* Задание A *
Переведите на английский язык следующее предложение из текста о моногамии и браке: «Нет ни одного правового института, который был бы создан руками женщин».

===== Исходный текст =====

Мужчина создал моногамию. Своим источником она имеет идею мужской индивидуальности, которая в потоке времени остается неизменной, именно поэтому она для своего полного завершения вечно требует одной и той же сущности. В этом смысле установление моногамии кроет в себе какую-то высшую идею. И для нас становится вполне понятным, почему она включена в число таинств католической церкви. Я предупреждаю: своими словами я не хочу наметить своего отношения к вопросу «брак или свободная любовь». На почве различных уклонений от строжайшего закона нравственности, а такие уклонения свойственны всякому эмпирическому браку, уже невозможно найти вполне удовлетворительное решение выдвинутой проблемой: вместе с браком явилось на свет и его нарушение.
А все-таки только мужчина мог создать брак. Нет ни одного правового института, который был бы создан руками женщин. Все право принадлежит мужчине, женщине – только различные обычаи (поэтому совершенно ошибочен взгляд, по которому законы развиваются из обычаев или наоборот. Оба – совершенно различные вещи). Только мужчина чувствует потребность и обладает достаточной силой для того, чтобы ввести порядок в запутаннейшие половые отношения. Это является выражением его общего стремления к порядку, правилу, закону. И кажется, что у многих народов на самом деле было некогда время, когда женщина могла пользоваться большим влиянием на устои социальной жизни, но тогда не было ничего похожего на брак: эпоха патриархата есть эпоха многомужества.

=====

* Задание B *
Выпишите из записей все строки, содержащие слово «vessel». Регистр букв учитывается.

===== Фрагменты записей =====

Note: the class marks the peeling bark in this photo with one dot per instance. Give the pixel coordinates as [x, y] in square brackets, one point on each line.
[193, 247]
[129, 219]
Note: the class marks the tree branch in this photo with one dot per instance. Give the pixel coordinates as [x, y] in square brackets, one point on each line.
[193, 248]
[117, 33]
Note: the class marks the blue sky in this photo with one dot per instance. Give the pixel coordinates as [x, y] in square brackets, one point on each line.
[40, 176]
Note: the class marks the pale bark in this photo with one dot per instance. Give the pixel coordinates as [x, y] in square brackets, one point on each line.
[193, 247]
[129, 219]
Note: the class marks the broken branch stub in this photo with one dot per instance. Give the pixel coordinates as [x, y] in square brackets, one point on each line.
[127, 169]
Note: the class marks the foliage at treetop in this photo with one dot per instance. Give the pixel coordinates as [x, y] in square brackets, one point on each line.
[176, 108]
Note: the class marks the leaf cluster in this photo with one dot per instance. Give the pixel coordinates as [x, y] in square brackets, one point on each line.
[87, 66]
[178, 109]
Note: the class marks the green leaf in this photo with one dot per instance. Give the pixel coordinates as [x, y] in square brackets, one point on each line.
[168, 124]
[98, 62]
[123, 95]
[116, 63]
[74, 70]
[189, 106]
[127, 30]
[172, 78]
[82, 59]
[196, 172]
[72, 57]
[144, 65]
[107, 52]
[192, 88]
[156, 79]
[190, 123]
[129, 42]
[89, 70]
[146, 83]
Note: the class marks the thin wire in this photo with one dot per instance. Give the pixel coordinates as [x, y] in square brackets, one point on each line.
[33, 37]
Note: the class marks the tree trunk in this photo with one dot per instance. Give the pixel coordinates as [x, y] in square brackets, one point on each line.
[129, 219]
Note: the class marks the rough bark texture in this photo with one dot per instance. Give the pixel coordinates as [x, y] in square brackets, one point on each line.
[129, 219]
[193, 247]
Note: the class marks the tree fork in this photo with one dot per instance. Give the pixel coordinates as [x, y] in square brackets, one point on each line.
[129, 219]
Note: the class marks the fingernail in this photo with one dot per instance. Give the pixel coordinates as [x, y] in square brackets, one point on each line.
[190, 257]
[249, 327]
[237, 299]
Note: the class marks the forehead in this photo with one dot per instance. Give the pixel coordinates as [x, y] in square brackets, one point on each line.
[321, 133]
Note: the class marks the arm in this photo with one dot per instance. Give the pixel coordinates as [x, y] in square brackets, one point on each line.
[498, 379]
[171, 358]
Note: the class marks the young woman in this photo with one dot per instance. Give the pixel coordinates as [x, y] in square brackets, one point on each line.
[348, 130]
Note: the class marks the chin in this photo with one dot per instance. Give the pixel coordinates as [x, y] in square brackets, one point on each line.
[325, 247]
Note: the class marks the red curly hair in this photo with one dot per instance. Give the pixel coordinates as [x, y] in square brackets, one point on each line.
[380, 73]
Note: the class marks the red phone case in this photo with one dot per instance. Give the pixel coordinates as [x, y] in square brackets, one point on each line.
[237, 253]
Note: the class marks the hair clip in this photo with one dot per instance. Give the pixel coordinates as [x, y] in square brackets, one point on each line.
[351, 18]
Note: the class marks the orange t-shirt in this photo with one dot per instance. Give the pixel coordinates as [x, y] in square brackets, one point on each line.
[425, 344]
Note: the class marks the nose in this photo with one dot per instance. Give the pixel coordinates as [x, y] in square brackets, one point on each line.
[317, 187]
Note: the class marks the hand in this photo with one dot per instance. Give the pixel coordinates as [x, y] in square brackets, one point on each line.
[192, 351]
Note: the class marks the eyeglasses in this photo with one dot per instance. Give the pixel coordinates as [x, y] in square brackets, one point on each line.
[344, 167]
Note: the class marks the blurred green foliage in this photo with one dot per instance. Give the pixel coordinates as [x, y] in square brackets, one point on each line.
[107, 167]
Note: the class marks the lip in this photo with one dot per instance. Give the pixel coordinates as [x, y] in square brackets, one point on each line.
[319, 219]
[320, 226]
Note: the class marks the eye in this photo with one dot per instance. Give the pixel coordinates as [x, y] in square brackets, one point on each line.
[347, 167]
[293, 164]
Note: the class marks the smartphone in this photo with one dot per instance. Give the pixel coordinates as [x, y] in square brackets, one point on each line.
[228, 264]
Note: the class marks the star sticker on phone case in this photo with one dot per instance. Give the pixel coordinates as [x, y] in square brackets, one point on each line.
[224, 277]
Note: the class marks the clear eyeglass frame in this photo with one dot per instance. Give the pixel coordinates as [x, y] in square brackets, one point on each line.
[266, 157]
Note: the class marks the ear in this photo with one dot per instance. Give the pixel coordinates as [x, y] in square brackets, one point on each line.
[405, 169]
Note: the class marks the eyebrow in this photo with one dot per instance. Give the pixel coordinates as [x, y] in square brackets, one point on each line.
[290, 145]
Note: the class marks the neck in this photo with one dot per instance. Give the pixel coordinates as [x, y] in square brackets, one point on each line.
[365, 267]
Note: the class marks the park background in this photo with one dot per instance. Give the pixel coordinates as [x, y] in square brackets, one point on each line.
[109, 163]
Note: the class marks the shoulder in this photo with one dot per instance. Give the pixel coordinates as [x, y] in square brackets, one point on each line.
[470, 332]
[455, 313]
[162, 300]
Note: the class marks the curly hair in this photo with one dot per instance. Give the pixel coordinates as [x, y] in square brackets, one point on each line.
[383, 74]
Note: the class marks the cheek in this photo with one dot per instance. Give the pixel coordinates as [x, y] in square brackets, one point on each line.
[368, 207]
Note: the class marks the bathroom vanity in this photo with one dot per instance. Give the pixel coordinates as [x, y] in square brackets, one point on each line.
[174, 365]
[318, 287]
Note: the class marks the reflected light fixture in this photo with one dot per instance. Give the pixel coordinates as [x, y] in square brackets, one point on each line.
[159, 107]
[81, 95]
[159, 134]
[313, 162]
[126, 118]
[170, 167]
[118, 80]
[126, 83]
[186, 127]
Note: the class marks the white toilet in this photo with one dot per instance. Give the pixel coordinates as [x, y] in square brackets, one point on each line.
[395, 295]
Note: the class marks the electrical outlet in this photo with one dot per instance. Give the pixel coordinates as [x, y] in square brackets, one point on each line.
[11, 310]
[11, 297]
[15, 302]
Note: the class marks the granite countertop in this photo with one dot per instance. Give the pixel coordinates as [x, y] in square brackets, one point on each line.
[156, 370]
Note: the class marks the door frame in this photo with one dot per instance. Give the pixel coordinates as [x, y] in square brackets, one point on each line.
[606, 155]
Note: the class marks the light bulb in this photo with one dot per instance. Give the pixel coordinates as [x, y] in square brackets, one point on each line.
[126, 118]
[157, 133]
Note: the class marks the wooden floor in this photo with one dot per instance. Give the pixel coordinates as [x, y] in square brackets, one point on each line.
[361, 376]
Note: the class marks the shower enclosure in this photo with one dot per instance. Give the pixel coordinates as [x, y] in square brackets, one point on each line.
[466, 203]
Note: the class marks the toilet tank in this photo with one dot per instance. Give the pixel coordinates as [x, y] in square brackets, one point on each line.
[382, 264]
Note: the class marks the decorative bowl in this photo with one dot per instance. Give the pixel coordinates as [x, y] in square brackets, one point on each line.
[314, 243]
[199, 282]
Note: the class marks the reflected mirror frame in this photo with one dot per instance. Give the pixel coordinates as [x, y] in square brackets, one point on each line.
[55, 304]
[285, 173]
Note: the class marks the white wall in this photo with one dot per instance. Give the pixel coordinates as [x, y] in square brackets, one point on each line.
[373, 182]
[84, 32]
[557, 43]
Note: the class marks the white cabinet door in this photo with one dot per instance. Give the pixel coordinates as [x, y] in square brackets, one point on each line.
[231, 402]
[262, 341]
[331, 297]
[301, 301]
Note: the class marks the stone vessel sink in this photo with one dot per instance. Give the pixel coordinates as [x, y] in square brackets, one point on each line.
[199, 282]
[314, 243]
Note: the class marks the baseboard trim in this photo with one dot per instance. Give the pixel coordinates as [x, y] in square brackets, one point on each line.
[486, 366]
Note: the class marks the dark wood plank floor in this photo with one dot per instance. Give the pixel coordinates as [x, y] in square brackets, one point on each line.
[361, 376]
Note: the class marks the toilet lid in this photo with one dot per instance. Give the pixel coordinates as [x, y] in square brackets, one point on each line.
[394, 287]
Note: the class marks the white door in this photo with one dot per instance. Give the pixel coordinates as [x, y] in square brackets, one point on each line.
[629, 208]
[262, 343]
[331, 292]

=====
===== Фрагменты записей =====

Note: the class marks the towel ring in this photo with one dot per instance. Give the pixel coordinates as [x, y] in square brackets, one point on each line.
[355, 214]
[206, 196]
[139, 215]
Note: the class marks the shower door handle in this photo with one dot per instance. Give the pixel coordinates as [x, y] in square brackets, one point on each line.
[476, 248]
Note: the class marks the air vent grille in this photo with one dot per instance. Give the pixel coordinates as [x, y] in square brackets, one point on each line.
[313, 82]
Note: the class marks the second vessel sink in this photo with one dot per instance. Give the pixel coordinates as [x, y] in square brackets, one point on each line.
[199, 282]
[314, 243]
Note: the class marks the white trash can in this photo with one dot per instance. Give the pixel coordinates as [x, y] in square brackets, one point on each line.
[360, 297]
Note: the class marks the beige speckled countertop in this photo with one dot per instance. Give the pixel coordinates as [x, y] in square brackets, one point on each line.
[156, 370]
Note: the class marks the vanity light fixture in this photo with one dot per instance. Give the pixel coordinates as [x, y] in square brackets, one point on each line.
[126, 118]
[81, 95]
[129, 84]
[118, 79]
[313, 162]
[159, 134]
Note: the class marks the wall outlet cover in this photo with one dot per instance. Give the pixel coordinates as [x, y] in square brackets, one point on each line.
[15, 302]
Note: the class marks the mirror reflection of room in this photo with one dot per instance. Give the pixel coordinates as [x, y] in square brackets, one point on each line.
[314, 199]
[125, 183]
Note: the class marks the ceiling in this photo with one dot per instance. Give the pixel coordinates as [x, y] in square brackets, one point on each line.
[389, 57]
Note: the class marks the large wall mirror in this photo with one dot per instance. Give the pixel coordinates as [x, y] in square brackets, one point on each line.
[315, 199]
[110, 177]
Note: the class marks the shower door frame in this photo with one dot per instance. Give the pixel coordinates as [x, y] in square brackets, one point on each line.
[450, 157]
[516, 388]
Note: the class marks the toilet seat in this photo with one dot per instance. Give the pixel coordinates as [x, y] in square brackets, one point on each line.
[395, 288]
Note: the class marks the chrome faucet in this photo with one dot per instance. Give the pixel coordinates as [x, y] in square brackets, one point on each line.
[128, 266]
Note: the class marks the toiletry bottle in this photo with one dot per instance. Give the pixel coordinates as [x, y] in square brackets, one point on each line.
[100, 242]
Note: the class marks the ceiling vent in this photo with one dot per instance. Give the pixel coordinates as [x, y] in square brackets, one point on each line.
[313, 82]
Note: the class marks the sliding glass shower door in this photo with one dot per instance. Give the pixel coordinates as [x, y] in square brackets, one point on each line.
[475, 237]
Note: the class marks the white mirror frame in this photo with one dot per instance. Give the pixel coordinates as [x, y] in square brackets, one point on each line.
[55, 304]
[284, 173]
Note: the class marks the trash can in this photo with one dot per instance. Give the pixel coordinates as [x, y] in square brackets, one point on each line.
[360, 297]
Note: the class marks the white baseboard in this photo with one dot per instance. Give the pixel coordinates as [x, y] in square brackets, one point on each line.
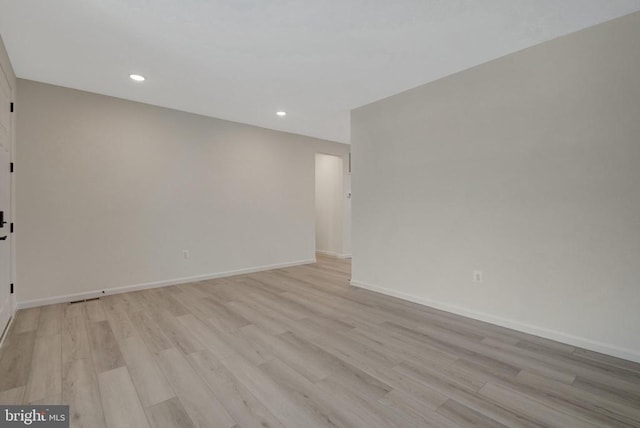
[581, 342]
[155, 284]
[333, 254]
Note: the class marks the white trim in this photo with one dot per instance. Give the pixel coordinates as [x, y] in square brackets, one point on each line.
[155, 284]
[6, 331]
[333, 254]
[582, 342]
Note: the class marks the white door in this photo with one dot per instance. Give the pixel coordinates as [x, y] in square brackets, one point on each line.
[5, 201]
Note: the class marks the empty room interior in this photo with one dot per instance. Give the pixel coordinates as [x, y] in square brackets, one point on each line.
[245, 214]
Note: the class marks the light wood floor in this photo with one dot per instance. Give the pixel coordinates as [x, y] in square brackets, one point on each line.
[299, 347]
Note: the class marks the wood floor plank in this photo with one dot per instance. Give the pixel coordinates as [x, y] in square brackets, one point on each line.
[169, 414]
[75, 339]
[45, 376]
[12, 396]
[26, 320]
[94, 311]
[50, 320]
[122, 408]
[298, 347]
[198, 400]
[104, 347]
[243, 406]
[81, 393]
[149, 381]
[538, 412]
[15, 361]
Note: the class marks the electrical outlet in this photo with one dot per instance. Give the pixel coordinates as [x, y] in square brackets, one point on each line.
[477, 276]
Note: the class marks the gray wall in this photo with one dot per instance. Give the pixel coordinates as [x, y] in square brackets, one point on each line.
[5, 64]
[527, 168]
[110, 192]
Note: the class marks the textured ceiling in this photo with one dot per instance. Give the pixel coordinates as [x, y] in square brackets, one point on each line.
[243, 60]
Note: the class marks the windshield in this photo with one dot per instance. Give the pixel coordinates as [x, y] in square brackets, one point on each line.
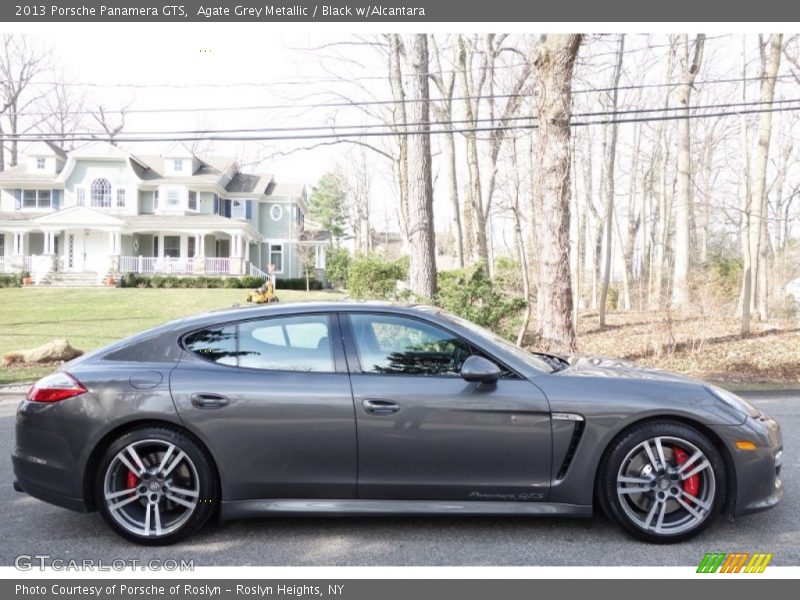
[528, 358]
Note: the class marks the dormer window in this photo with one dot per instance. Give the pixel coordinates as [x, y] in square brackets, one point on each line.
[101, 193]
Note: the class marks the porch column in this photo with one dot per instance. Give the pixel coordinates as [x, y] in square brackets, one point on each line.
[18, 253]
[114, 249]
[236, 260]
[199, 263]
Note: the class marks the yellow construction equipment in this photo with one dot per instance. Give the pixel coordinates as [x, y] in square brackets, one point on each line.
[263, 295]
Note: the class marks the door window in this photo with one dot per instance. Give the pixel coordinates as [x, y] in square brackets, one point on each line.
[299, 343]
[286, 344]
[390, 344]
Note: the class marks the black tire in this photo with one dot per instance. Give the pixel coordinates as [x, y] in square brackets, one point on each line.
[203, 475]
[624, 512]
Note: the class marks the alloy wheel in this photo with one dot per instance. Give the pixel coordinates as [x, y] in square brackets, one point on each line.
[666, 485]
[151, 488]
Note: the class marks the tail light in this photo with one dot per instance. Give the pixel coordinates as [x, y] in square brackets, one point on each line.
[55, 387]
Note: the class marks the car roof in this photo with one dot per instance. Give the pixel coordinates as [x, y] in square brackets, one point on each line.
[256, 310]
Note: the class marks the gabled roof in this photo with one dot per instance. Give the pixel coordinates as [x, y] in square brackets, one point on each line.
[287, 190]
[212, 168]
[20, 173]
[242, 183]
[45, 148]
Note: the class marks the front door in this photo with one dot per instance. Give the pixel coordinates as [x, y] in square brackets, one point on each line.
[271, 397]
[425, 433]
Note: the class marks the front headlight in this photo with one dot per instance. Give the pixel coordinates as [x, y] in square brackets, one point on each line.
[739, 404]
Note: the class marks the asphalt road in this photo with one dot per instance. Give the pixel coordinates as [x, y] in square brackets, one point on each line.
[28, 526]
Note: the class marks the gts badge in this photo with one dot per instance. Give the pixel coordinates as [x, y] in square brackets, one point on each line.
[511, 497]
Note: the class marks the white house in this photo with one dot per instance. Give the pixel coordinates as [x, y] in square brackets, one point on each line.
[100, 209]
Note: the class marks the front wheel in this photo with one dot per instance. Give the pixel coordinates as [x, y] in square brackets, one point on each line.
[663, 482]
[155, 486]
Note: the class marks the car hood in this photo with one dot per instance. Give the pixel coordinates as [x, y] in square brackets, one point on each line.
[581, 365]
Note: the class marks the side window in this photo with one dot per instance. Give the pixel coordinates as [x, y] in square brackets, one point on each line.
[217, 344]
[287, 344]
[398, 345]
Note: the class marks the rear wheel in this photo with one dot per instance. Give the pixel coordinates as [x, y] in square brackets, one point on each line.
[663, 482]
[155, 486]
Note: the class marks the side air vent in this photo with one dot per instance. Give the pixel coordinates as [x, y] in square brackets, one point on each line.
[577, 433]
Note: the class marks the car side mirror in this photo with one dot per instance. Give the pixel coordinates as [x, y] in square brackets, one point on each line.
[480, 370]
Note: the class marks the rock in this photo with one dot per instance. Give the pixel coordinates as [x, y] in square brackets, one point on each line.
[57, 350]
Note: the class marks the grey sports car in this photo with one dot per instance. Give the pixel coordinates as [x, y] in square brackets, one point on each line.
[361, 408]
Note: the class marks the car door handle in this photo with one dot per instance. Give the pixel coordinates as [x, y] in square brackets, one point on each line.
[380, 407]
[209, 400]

=====

* Ожидаемый ответ A *
There is not a single legal institution that was created by the hands of women.

* Ожидаемый ответ B *
Note: the class marks the stone vessel sink in this photo with one dot per instance. Give the pixel coordinates as [x, y] in square brackets, one point on each line.
Note: the class marks the second vessel sink in this photo with one dot per instance. Give the pixel coordinates as [x, y] in square brackets, one point on each line.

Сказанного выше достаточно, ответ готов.